### EXTRACTED ENTRIES ###

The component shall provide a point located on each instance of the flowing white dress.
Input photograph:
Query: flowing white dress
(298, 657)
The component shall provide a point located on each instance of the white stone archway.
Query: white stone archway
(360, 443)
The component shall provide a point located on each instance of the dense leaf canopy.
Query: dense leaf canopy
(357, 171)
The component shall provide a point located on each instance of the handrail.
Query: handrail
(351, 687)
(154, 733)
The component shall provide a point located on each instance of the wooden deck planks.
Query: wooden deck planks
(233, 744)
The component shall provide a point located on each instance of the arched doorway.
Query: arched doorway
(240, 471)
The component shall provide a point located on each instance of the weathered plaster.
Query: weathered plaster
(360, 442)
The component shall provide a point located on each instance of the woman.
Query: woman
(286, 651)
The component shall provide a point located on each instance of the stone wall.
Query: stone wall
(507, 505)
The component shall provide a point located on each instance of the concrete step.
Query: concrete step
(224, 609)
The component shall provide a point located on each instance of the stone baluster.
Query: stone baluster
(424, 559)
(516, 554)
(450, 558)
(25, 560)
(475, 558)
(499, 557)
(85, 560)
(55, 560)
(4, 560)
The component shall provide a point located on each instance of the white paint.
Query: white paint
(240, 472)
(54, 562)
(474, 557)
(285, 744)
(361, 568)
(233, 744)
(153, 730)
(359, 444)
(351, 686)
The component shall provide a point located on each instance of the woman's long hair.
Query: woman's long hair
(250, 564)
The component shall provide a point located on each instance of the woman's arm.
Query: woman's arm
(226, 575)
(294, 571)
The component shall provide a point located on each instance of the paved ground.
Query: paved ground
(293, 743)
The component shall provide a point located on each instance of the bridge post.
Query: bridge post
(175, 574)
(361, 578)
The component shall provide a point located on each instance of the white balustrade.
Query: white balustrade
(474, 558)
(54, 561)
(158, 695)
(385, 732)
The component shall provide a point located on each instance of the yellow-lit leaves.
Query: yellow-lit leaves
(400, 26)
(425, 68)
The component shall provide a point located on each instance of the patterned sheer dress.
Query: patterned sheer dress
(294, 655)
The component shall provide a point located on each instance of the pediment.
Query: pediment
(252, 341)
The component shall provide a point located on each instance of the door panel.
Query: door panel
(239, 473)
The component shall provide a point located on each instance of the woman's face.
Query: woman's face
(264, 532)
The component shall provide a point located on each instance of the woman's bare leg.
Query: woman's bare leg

###

Recite the full listing above exactly.

The component shall provide a point located on each instance of the flowing white dress.
Input photograph:
Query: flowing white dress
(298, 657)
The component shall provide a point located on each instance of the white stone archway.
Query: white stone archway
(360, 443)
The component shall provide a point located on each instance of the dense leaf canopy.
Query: dense leaf canopy
(357, 171)
The component shall provide a point located on each instance of the handrail.
Query: handrail
(351, 687)
(154, 733)
The component shall provide a point located on each instance of the wooden deck planks.
Query: wooden deck planks
(233, 744)
The component shall provide a point located on each instance of the arched doorway.
Query: arched doorway
(240, 471)
The component shall provide a point located on each instance of the weathered plaster.
Query: weathered plaster
(360, 442)
The component shall provide a point located on each instance of the woman.
Query: woman
(286, 651)
The component shall provide a point located on each instance of the stone wall.
Query: stone wall
(507, 505)
The component shall provide a point located on each instance of the concrete step.
Query: concrete step
(224, 609)
The component shall provide a point located on each instance of the stone baluster.
Query: stone baluster
(424, 559)
(516, 554)
(450, 558)
(25, 560)
(475, 558)
(499, 557)
(85, 560)
(55, 560)
(4, 560)
The component shall provide a point located on each instance of the white paint.
Query: white paint
(240, 472)
(54, 562)
(474, 557)
(285, 744)
(361, 568)
(233, 744)
(153, 730)
(359, 444)
(351, 686)
The component shall provide a point located on each instance of the woman's long hair.
Query: woman's long hair
(250, 564)
The component shall provide a point located on each instance of the woman's arm.
Query: woman's arm
(226, 575)
(294, 571)
The component shall provide a point located on each instance of the paved ground.
Query: paved ground
(293, 743)
The component shall provide a point located on each instance of the bridge post.
Query: bridge post
(175, 574)
(361, 578)
The component shall provide a point located on each instance of the white balustrade.
Query: white balustrade
(474, 558)
(54, 561)
(158, 695)
(385, 732)
The component shall provide a point located on each instance of the yellow-lit leaves.
Query: yellow-lit leaves
(400, 26)
(425, 68)
The component shall provide a point located on each instance of the patterned sheer dress.
Query: patterned sheer dress
(294, 655)
The component shall provide a point located on each instance of the pediment.
Query: pediment
(252, 341)
The component shall provide a point located on each instance of the door panel.
Query: door panel
(239, 473)
The component shall provide a point located on each instance of the woman's face.
Query: woman's face
(264, 532)
The component shall provide a point located on each instance of the woman's bare leg.
Query: woman's bare leg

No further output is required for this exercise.